Exercise requirements:
Print every entry again, precisely as written.

Records from a data source:

Start of Block

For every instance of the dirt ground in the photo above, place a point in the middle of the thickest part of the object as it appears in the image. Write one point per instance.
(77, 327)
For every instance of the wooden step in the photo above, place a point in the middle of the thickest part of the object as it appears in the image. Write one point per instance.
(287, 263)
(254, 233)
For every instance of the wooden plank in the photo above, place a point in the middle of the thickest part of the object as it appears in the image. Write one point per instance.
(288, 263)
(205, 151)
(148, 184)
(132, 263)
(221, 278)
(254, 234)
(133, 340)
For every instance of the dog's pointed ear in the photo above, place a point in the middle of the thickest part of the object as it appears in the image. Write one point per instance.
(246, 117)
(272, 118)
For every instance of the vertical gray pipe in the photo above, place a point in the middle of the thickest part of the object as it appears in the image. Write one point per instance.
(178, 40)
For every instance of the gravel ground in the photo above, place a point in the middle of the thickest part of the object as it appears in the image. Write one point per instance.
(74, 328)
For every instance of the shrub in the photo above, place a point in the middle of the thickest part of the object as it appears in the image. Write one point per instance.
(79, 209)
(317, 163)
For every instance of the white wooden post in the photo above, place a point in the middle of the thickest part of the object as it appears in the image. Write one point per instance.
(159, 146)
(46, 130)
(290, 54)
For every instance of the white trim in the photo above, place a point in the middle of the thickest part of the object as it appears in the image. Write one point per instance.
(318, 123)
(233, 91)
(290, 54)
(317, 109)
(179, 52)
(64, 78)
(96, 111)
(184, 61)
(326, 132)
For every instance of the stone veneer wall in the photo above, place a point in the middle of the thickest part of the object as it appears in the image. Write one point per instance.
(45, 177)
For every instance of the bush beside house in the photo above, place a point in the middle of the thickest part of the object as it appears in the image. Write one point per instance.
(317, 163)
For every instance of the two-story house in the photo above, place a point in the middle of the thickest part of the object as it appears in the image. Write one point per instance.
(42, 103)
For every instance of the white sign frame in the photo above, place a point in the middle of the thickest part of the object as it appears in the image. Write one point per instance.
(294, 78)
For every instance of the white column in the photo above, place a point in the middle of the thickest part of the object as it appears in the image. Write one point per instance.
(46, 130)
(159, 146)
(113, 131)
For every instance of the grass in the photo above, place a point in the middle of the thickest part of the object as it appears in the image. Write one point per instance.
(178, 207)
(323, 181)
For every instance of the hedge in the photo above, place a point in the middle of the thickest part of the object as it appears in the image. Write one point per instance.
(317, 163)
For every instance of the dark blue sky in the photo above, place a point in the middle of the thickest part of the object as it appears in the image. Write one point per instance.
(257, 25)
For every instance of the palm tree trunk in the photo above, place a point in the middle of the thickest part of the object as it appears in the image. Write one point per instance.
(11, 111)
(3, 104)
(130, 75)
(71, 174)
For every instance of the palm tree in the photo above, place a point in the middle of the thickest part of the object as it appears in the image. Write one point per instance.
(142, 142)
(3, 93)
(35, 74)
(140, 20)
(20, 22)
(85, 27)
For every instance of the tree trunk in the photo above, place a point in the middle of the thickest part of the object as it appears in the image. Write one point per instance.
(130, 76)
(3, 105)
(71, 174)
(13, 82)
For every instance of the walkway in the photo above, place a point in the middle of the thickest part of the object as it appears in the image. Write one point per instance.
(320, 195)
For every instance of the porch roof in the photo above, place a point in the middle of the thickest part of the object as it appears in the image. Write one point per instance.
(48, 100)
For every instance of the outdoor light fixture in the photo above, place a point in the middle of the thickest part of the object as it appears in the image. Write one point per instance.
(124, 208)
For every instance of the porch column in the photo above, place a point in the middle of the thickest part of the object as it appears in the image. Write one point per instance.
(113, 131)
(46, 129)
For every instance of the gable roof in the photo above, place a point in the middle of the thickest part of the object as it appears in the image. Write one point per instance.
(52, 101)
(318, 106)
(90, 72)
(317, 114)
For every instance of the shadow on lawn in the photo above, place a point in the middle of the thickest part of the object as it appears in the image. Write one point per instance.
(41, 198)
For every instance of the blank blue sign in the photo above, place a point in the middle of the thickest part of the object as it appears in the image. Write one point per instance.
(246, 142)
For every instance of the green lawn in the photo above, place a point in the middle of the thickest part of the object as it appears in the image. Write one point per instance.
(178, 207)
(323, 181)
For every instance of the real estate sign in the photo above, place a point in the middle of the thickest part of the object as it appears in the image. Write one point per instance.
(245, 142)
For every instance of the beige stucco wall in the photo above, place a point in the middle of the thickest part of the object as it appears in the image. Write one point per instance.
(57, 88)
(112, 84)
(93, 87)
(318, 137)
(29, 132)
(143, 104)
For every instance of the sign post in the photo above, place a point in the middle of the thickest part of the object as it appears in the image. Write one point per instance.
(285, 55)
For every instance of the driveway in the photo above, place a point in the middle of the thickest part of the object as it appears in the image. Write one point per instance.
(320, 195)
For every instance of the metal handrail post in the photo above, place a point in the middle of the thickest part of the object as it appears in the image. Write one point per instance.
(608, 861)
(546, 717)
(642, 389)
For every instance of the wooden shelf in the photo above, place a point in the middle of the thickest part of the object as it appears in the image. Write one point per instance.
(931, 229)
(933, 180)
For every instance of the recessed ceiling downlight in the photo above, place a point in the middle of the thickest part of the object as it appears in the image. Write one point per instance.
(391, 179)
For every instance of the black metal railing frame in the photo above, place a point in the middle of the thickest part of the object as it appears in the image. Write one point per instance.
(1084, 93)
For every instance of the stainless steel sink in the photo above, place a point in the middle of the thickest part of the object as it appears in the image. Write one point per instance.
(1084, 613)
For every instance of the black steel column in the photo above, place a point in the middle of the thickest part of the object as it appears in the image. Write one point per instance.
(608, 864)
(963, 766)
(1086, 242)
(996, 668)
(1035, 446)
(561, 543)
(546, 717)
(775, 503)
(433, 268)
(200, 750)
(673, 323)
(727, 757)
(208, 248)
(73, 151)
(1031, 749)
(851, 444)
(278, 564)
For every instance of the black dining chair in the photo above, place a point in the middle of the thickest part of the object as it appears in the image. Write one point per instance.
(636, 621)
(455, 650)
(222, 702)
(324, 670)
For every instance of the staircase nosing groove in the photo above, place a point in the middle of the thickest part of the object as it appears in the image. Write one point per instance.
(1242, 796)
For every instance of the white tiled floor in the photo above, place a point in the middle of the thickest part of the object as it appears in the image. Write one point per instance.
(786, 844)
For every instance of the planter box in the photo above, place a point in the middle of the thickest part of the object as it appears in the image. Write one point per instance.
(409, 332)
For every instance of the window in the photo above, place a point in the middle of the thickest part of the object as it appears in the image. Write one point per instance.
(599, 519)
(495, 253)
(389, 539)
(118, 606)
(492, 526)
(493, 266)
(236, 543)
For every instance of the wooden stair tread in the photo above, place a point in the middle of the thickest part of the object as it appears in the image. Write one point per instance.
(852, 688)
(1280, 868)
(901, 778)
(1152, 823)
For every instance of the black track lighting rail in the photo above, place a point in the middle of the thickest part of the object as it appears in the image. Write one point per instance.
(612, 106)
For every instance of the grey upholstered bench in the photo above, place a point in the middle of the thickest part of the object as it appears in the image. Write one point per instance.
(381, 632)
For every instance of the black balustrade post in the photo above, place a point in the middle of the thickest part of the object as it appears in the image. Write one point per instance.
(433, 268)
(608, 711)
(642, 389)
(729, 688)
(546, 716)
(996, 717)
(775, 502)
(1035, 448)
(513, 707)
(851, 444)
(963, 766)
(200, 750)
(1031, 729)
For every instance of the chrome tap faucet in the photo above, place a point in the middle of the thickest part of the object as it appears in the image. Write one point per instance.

End of Block

Exercise solution:
For every instance of the dirt ground in the photo above, place a point in the middle of the thickest part of the object as it appears in the image. Write one point per instance.
(77, 327)
For every instance of the wooden step in the photo above, place a point in the middle of the thickest part of the object as it appears in the image. Write one point per instance.
(287, 263)
(254, 233)
For every instance of the wooden plank in the photo above, place a point in the middle of the thickest part of the object as it appears in the image. Write one point per instance.
(288, 263)
(205, 151)
(148, 184)
(132, 263)
(221, 278)
(254, 234)
(133, 340)
For every instance of the dog's pointed ear in the photo above, place a point in the middle of the thickest part of the object as it appears in the image. Write one point per instance.
(246, 117)
(272, 118)
For every instance of the vertical gray pipe in the photo above, place a point in the middle of the thickest part of the object as it appears in the image. Write one point per instance.
(178, 40)
For every instance of the gravel ground in the photo above, place a point in the middle of the thickest part of the object as it appears in the image. Write one point per instance.
(74, 328)
For every instance of the shrub in the photo above, place a point in the middle of the thickest part of the object as it appears in the image. Write one point per instance.
(79, 209)
(317, 163)
For every instance of the white wooden post in the photo above, place a point in the middle of the thickest part of the object as it appears in the image. Write one point per instance.
(159, 146)
(46, 130)
(290, 54)
For every instance of the white trim in the photo above, place a point in the middle of the thickest part of the object as it appears in the image. Write one point per instance.
(318, 123)
(233, 91)
(290, 54)
(317, 109)
(179, 52)
(64, 78)
(96, 111)
(184, 61)
(326, 132)
For every instance of the stone veneer wall in the photo above, place a point in the middle of the thickest part of the object as it appears in the image. Write one point per instance.
(45, 177)
For every instance of the bush beside house in the photo above, place a point in the middle of the thickest part of the object as it appears in the image. Write one point per instance.
(317, 163)
For every instance of the two-story house in the photo above, place a point in the middle of the thickest part of the object as it appears in the image. Write one point per instance.
(42, 103)
For every instance of the white sign frame in the photo above, place a point in the middle of the thickest part of the object as it appears in the image. Write one point per instance.
(294, 78)
For every instance of the white column in the photo above, place a point in the middle of the thickest part of the object as it appears in the image. Write one point per instance.
(46, 130)
(159, 146)
(113, 131)
For every instance of the grass in the photo above, place a point in the middle of the thickest part of the object as it appears in the image. Write one point per instance.
(178, 207)
(323, 181)
For every instance of the hedge in the photo above, place a point in the middle of the thickest part of the object as it appears in the image. Write one point per instance.
(317, 163)
For every instance of the dark blue sky in the photo above, place a point in the middle of the thickest part of the object as it appears in the image. Write one point per instance.
(257, 25)
For every instance of the palm tree trunk in the photo above, place a point in the middle of the thickest part of the object as it appears in the image. Write one point per instance.
(11, 111)
(3, 104)
(130, 75)
(71, 174)
For every instance of the palm tree in the photo above, place a point in the middle of the thickest part of the object as it appears in the image. Write one point per instance.
(142, 142)
(3, 93)
(35, 74)
(140, 20)
(20, 22)
(85, 27)
For every instance of the tree trunk in the photo above, place a point in the middle of the thickest part of the object as it appears in the image. Write one point per instance.
(130, 76)
(3, 105)
(71, 174)
(13, 82)
For every instance of the walkway in the photo above, place a point in the middle of the thickest part of the object as it appears in the image. Write one point per instance.
(320, 195)
For every instance of the porch roof in the photo above, place a point in the middle of the thickest part of the object as it appears in the image. Write one point per instance.
(48, 100)
For every instance of the outdoor light fixture in the photo above, place a point in the middle of the thickest part of the object as it appears in the image. Write one point per instance.
(124, 208)
For every instance of the porch column in the photo above, place a point in the middle of the thickest part of the object as it appears in the image. Write one point per instance.
(113, 131)
(46, 129)
For every instance of the gable roof in the photo above, place a point in the middle of the thickest part of the object as it appears in the image. Write one point per instance.
(52, 101)
(318, 106)
(90, 72)
(317, 114)
For every instance of the shadow on lawn in the photo above, place a point in the middle of the thickest part of the object as it appears in the image. Write one point per instance.
(41, 198)
For every instance of the blank blue sign in the photo above, place a point in the middle of the thickest part of the object as it appears in the image. Write one point per instance.
(246, 142)
For every instance of the green lawn in the photo above, place a point in the middle of the thickest part of the object as it appears in the image. Write one point per instance.
(178, 207)
(323, 181)
For every instance of the real estate sign in the photo above, place a point in the middle of the thickest part of the object as it appears in the image. Write one point per instance.
(245, 142)
For every instance of the beige stucco wall in the photo above, place a point in the middle of the thickest part of the object as it appears in the image. Write one point per instance.
(57, 88)
(112, 84)
(93, 87)
(318, 137)
(29, 132)
(143, 104)
For every instance of the sign post in the photo above, place a point in the middle of the thickest part of the object as it appears in the image. Write one point per instance.
(285, 55)
For every instance of the driveway in the photo above, place a point in the middle of the thickest part of the object as it appears in the image. Write one point per instance.
(320, 195)
For every instance of the metal handrail post in the photo above, place a point in the middle of the thickest part of the object as it appears in the image. Write one point per instance.
(608, 861)
(546, 717)
(642, 389)
For every instance of the wooden shelf in the photo above, place a point in the middle of the thickest part of the object as it appears in the image. Write one point per instance.
(931, 229)
(933, 180)
For every instance of the recessed ceiling downlight in the photo above, place a point in the middle of the thickest part of the object as it appears in the image. Write one point per instance.
(391, 179)
For every instance of the black metal railing frame in the photo above, place a point in the middle of the thickest part of the object as it appears in the image. Write one point per instance.
(1084, 93)
For every instance of the stainless steel sink in the photo above, place a point in the middle of the thickest part of the object as it appears in the image. Write one point per instance.
(1084, 613)
For every instance of the black steel column in the photo above, place a point in the middle of the thickest part of the object as it appears in the image. Write one point per instance.
(608, 864)
(963, 766)
(1086, 242)
(996, 668)
(1035, 446)
(561, 543)
(546, 717)
(775, 503)
(433, 268)
(200, 750)
(673, 323)
(727, 757)
(208, 248)
(73, 151)
(1031, 749)
(851, 444)
(278, 564)
For every instance of the black dining chair in the photo above, place a point in the middle of the thickest part of the object as it appears in the image. Write one point per instance.
(636, 621)
(455, 650)
(222, 702)
(324, 670)
For every instance of the staircase nosing groove in the photo above, place a point in the middle of the thickest part of the object as it appears in the image. Write one point per instance.
(1242, 796)
For every instance of the white tiled floor in the photo above, place a point in the middle of the thickest part of the object as it appears in the image. Write one point per instance.
(786, 844)
For every instance of the planter box in the photo above, place a point in the middle of the thickest part of the object as it appears in the image. Write one point per instance.
(409, 332)
For every instance of the window in the photo above, place a point in the middle of the thickest part of the object as it appears in the image. Write one point per instance.
(599, 519)
(495, 253)
(389, 539)
(118, 606)
(492, 526)
(493, 266)
(236, 543)
For every instance of the wooden stair tread in the photo above, place a point in the middle of the thickest part of the object as it appears in the image. Write one point per instance.
(852, 688)
(1280, 868)
(901, 778)
(1152, 823)
For every instance of the black track lighting rail in the photo above, place a point in the middle of the thickest part of the object as it appears in the image. Write one point per instance.
(612, 106)
For every instance of the grey upholstered bench in the photo above, place a point in the middle of the thickest part of the object as it appears in the image. Write one point per instance.
(381, 632)
For every instance of the black balustrade post in the photo above, place a point in the middle of the thickest part of the object as it appears in the image. Write one point per instance.
(433, 268)
(608, 711)
(642, 389)
(729, 688)
(546, 716)
(996, 717)
(775, 502)
(1035, 448)
(513, 707)
(851, 444)
(963, 766)
(200, 750)
(1031, 729)
For every instance of the chrome tap faucet in the photo above, place a point in the middle of the thickest part of the object as it appears in the image. Write one point per instance.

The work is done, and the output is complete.